## Given problem:
Render the part of the records from the line containing "Task: mark one dot on every instance of the shop" through the end of the records as a Markdown table with two columns, Row and Line. Number the rows, give each line in its own row, and skip blank lines.

## Available records:
☆ ☆ ☆ ☆

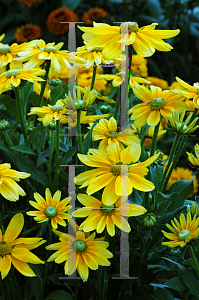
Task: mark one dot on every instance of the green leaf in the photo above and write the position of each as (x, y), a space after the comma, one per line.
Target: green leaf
(26, 165)
(59, 295)
(176, 284)
(23, 148)
(10, 104)
(88, 139)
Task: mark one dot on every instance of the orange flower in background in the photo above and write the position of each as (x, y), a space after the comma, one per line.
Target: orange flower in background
(27, 33)
(28, 2)
(62, 14)
(93, 14)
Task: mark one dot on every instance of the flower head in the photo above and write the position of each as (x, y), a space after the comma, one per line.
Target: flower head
(156, 104)
(16, 250)
(117, 171)
(50, 208)
(56, 19)
(13, 77)
(93, 14)
(194, 160)
(145, 40)
(9, 189)
(100, 215)
(183, 232)
(106, 131)
(80, 252)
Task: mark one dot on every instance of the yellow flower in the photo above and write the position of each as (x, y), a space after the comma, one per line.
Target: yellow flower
(188, 91)
(99, 215)
(50, 209)
(80, 253)
(183, 232)
(49, 113)
(13, 77)
(115, 172)
(16, 250)
(163, 84)
(107, 132)
(120, 77)
(9, 189)
(183, 174)
(93, 56)
(194, 160)
(156, 104)
(40, 52)
(145, 40)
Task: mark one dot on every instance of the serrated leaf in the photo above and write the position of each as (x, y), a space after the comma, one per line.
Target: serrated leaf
(23, 148)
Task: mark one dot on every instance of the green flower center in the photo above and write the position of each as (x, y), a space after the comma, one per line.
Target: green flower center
(13, 73)
(107, 209)
(80, 246)
(5, 248)
(111, 134)
(51, 211)
(116, 168)
(57, 107)
(4, 49)
(185, 235)
(158, 103)
(132, 26)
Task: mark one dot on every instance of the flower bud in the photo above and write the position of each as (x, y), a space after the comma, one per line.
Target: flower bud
(4, 125)
(149, 220)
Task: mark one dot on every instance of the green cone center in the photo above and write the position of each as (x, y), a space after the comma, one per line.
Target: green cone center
(13, 73)
(107, 209)
(185, 235)
(51, 211)
(4, 49)
(157, 103)
(118, 168)
(80, 246)
(5, 248)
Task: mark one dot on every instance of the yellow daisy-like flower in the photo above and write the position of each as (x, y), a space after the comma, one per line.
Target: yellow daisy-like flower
(189, 91)
(80, 253)
(40, 52)
(16, 250)
(194, 160)
(93, 56)
(9, 189)
(100, 215)
(183, 174)
(145, 40)
(50, 209)
(106, 130)
(183, 232)
(49, 113)
(115, 172)
(119, 78)
(156, 104)
(13, 77)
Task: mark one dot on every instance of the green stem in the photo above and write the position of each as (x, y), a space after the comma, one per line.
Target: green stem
(154, 140)
(94, 76)
(194, 259)
(77, 284)
(52, 144)
(46, 264)
(173, 149)
(5, 287)
(57, 156)
(20, 112)
(117, 109)
(79, 131)
(16, 287)
(181, 145)
(43, 86)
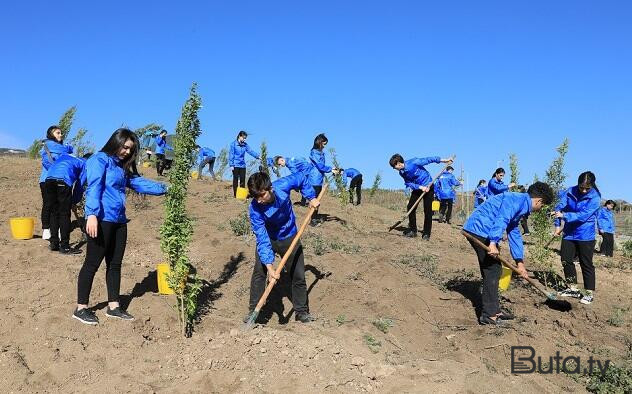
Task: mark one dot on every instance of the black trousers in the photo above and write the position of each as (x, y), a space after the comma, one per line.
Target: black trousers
(59, 196)
(427, 202)
(45, 215)
(607, 244)
(160, 163)
(445, 209)
(356, 183)
(211, 162)
(525, 225)
(239, 175)
(491, 269)
(585, 250)
(295, 267)
(109, 244)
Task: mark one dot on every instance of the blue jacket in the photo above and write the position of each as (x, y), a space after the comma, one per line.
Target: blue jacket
(480, 195)
(276, 221)
(319, 169)
(161, 145)
(71, 170)
(106, 183)
(605, 220)
(496, 187)
(580, 213)
(444, 186)
(415, 174)
(499, 213)
(56, 149)
(205, 153)
(237, 154)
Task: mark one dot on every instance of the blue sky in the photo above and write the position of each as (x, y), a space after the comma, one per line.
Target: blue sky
(480, 80)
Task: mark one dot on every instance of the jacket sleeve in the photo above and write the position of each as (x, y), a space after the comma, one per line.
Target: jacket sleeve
(95, 180)
(145, 186)
(231, 155)
(264, 246)
(501, 221)
(319, 161)
(516, 246)
(252, 152)
(587, 211)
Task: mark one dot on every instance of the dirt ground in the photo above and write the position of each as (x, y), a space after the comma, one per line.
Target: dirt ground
(425, 292)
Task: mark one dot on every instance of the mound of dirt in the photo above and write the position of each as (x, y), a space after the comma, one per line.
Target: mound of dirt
(394, 314)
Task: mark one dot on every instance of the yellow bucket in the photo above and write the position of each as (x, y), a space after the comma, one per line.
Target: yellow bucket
(505, 279)
(22, 228)
(162, 270)
(242, 193)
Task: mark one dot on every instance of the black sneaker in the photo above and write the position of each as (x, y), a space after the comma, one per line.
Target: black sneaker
(410, 234)
(68, 250)
(499, 322)
(304, 317)
(118, 313)
(86, 316)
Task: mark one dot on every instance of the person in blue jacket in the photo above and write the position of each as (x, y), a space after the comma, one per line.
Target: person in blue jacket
(606, 225)
(487, 223)
(237, 159)
(480, 193)
(161, 146)
(444, 188)
(577, 208)
(52, 147)
(356, 184)
(108, 174)
(419, 181)
(66, 172)
(495, 185)
(206, 156)
(273, 221)
(318, 170)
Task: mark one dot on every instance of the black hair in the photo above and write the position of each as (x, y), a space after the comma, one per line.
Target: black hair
(395, 159)
(49, 132)
(499, 170)
(541, 190)
(116, 141)
(258, 183)
(319, 141)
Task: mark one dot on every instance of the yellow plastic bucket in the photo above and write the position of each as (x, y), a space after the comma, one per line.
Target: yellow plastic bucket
(162, 270)
(22, 228)
(242, 193)
(505, 279)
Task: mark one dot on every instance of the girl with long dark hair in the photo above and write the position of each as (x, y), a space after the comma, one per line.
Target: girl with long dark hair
(577, 208)
(109, 173)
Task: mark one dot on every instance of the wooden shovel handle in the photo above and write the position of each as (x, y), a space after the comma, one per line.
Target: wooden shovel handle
(503, 261)
(422, 196)
(289, 251)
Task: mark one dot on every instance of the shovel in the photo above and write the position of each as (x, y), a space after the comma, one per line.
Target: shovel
(255, 313)
(551, 297)
(420, 197)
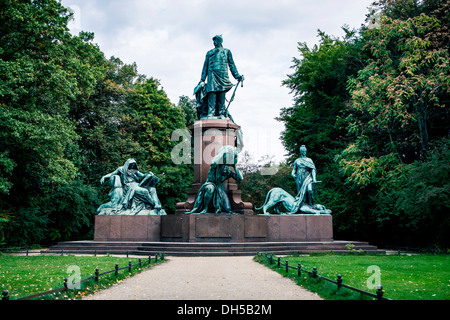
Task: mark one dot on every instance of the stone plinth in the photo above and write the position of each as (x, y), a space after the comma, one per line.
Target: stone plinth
(127, 228)
(215, 228)
(241, 228)
(209, 136)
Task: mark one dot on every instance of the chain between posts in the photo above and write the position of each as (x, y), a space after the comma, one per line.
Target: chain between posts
(96, 276)
(314, 274)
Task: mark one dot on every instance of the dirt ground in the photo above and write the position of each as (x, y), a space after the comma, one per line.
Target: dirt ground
(206, 278)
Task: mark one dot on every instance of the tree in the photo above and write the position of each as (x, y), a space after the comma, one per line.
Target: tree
(395, 99)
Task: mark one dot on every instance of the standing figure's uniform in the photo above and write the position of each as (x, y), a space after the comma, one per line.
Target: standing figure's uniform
(215, 70)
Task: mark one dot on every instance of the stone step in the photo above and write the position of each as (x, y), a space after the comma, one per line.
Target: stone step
(206, 248)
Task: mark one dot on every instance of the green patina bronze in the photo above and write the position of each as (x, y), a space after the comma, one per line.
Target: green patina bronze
(211, 95)
(212, 197)
(304, 173)
(132, 193)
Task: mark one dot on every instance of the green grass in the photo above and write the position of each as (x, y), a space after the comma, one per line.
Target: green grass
(24, 276)
(403, 277)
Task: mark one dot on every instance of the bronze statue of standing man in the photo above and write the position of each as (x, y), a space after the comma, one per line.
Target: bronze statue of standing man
(211, 96)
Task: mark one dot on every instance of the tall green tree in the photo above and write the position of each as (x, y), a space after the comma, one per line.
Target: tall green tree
(395, 99)
(319, 85)
(156, 120)
(44, 70)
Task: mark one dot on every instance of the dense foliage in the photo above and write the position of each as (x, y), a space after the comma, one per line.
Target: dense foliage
(372, 108)
(68, 116)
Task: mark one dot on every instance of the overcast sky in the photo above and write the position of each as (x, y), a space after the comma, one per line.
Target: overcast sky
(168, 40)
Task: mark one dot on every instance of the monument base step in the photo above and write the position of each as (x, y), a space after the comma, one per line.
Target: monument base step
(208, 248)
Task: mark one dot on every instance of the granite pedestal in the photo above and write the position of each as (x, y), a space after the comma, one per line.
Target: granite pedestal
(209, 136)
(215, 228)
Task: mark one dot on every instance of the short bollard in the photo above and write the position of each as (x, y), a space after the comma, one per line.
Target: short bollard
(314, 272)
(339, 281)
(379, 292)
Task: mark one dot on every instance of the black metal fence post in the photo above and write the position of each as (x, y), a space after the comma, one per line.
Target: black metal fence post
(339, 281)
(379, 292)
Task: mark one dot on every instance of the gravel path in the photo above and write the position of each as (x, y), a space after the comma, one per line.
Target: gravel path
(206, 278)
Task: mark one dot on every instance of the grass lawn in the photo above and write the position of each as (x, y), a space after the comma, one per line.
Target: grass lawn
(23, 276)
(403, 277)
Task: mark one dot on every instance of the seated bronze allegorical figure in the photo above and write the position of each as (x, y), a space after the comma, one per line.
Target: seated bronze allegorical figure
(129, 195)
(212, 197)
(304, 173)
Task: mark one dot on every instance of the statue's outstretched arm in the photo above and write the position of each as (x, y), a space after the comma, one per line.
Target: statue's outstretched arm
(107, 176)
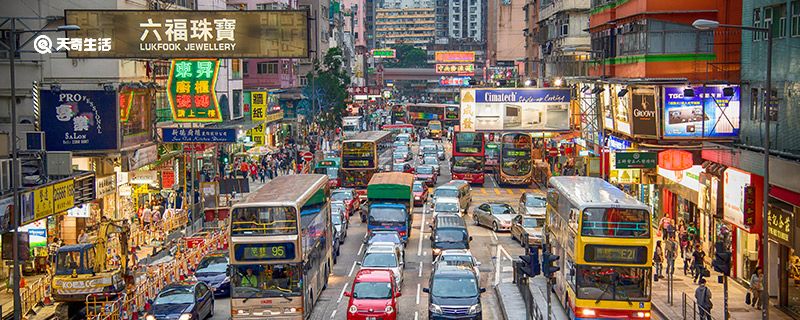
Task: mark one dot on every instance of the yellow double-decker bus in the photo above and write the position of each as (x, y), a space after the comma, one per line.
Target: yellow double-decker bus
(605, 242)
(280, 248)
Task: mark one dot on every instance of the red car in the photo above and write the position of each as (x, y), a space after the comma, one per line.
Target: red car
(349, 197)
(420, 190)
(374, 296)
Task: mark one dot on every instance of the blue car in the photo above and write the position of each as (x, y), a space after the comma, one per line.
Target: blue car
(213, 271)
(182, 301)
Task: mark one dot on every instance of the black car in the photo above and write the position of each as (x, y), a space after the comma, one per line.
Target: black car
(182, 301)
(454, 293)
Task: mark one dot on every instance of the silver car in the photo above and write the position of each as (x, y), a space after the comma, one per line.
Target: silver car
(496, 215)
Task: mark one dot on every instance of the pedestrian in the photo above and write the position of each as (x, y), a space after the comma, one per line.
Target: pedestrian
(756, 288)
(703, 297)
(670, 253)
(658, 258)
(698, 263)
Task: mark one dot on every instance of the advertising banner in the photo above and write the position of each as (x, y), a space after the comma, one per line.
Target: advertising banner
(529, 109)
(79, 120)
(204, 135)
(708, 114)
(167, 34)
(643, 106)
(191, 93)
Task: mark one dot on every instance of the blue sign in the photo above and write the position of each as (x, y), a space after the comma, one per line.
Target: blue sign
(80, 120)
(708, 114)
(179, 135)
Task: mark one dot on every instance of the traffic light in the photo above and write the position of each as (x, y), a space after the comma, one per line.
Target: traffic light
(548, 262)
(722, 258)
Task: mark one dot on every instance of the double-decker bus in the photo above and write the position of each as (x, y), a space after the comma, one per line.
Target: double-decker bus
(280, 248)
(361, 158)
(468, 157)
(604, 239)
(515, 159)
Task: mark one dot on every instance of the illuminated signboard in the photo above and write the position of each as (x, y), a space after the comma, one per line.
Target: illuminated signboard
(191, 92)
(186, 34)
(264, 251)
(455, 56)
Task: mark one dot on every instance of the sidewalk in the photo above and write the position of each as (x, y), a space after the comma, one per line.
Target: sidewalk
(683, 284)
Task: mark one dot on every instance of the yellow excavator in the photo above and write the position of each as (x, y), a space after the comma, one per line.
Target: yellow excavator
(82, 270)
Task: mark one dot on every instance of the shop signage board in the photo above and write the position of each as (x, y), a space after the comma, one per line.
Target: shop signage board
(259, 105)
(735, 185)
(191, 92)
(79, 120)
(204, 135)
(636, 160)
(709, 114)
(528, 109)
(168, 34)
(644, 113)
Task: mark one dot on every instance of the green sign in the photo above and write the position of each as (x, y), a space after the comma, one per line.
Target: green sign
(636, 160)
(192, 97)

☆ ☆ ☆ ☆

## Correct output:
| Row | Line |
|---|---|
| 1 | Task: mark one dot on every instance of the shop signage board in the photo above and write the position of each as (x, y), a space after the comma, one per line. |
| 2 | Target: shop signage board |
| 3 | (259, 105) |
| 4 | (735, 185) |
| 5 | (191, 92) |
| 6 | (79, 120) |
| 7 | (204, 135) |
| 8 | (636, 160) |
| 9 | (709, 114) |
| 10 | (528, 109) |
| 11 | (168, 34) |
| 12 | (644, 113) |
| 13 | Task: mark one dot on every instance of the green sign in the photo above and write the position of each as (x, y), a space after the comma, one per line. |
| 14 | Target: green sign |
| 15 | (636, 160) |
| 16 | (192, 97) |